• **Passage shown**:
====
Analysts expect earnings to decline by 5% in Q2 before growing at 1.7% and 8.8% in Q3 and Q4, respectively. However, there is significant scope for a downward earnings revision in Q3 and Q4 as the lag impact of rate hikes is felt in the economy. Furthermore, the S&P 500’s 12- month forward price-to-earnings (P/E) ratio of 18.1 is above the 10-year average of 17.3, suggesting that US equities are not cheap.

S&P 500 Earnings Growth: Quarterly growth (YoY%)

Source: FactSet Earnings Insights as of 28 April 2023

Two factors that could have contributed to market resilience in the face of macroeconomic headwinds include positive earnings surprises and bearish sentiments amongst market participants, as highlighted by fund manager surveys conducted by institutions like Bank of America. Eventually, the market will have to align with the reality of a possible stagflation environment.
====
• **Tasks to carry out**:
A – List every percentage figure given with a percent sign in the passage on S&P 500 earnings.
B – From the passage on S&P 500 earnings, return the stretch that begins at the words "Source: FactSet Earnings" and stops after the words "possible stagflation environment.".

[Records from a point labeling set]
====
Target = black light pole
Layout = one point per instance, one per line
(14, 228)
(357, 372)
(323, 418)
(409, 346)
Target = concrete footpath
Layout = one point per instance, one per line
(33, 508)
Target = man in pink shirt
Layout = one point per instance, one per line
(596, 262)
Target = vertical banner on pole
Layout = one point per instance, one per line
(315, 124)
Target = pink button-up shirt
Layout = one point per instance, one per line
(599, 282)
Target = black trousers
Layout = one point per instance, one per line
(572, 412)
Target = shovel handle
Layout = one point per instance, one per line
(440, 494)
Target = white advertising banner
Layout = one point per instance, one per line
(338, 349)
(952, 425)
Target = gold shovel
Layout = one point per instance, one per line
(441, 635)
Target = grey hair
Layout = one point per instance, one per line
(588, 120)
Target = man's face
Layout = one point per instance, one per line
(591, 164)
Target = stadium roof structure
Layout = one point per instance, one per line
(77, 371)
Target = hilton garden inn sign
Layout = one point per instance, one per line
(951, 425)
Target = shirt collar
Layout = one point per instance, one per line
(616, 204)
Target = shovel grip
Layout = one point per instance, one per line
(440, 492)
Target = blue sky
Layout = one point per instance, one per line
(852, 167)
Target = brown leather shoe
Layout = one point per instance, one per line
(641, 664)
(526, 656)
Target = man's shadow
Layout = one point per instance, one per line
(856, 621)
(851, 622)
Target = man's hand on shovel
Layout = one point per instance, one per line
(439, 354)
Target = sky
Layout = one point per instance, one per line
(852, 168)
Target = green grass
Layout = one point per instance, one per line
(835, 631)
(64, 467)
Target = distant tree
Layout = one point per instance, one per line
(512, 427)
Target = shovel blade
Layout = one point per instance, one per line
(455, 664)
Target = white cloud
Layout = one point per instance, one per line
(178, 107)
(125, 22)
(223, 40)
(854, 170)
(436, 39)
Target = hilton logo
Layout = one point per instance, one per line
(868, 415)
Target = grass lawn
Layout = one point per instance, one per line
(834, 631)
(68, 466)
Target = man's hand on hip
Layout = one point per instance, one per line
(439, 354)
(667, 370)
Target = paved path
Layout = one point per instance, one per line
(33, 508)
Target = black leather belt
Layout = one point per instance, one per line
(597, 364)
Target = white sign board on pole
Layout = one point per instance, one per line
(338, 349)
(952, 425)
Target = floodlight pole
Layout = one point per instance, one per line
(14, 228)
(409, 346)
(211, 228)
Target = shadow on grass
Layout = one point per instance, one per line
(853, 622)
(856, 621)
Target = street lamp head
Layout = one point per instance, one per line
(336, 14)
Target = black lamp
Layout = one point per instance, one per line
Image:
====
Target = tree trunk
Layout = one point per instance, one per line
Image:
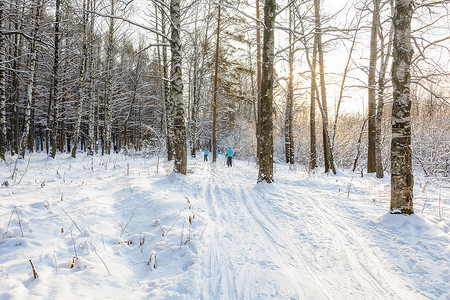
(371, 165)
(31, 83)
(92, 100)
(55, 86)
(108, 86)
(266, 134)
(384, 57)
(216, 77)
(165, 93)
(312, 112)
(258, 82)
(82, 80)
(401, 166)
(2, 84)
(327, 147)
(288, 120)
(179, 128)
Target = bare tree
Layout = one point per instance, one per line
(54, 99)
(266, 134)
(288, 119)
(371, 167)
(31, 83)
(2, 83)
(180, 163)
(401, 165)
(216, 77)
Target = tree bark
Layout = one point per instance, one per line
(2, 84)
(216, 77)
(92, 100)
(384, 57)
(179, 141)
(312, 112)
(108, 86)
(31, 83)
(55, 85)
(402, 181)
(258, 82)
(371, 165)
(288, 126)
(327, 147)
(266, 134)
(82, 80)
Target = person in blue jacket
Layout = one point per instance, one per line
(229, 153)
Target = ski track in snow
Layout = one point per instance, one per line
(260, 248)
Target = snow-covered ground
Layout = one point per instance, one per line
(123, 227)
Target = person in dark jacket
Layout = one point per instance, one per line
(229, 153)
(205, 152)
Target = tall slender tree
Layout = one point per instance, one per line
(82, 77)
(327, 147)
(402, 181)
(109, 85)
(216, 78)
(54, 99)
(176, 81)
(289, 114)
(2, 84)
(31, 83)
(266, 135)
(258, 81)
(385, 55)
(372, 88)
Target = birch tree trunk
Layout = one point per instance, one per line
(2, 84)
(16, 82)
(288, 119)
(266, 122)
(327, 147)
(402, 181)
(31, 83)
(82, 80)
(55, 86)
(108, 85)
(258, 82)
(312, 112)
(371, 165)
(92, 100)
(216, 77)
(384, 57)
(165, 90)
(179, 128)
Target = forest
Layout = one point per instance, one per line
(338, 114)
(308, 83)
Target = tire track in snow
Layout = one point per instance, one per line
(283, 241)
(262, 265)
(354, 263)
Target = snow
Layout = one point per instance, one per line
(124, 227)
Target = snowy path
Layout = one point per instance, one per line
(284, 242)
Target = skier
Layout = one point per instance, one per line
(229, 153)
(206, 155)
====
• **Solved tasks**:
A – 5%, 1.7%, 8.8%

B –
Source: FactSet Earnings Insights as of 28 April 2023

Two factors that could have contributed to market resilience in the face of macroeconomic headwinds include positive earnings surprises and bearish sentiments amongst market participants, as highlighted by fund manager surveys conducted by institutions like Bank of America. Eventually, the market will have to align with the reality of a possible stagflation environment.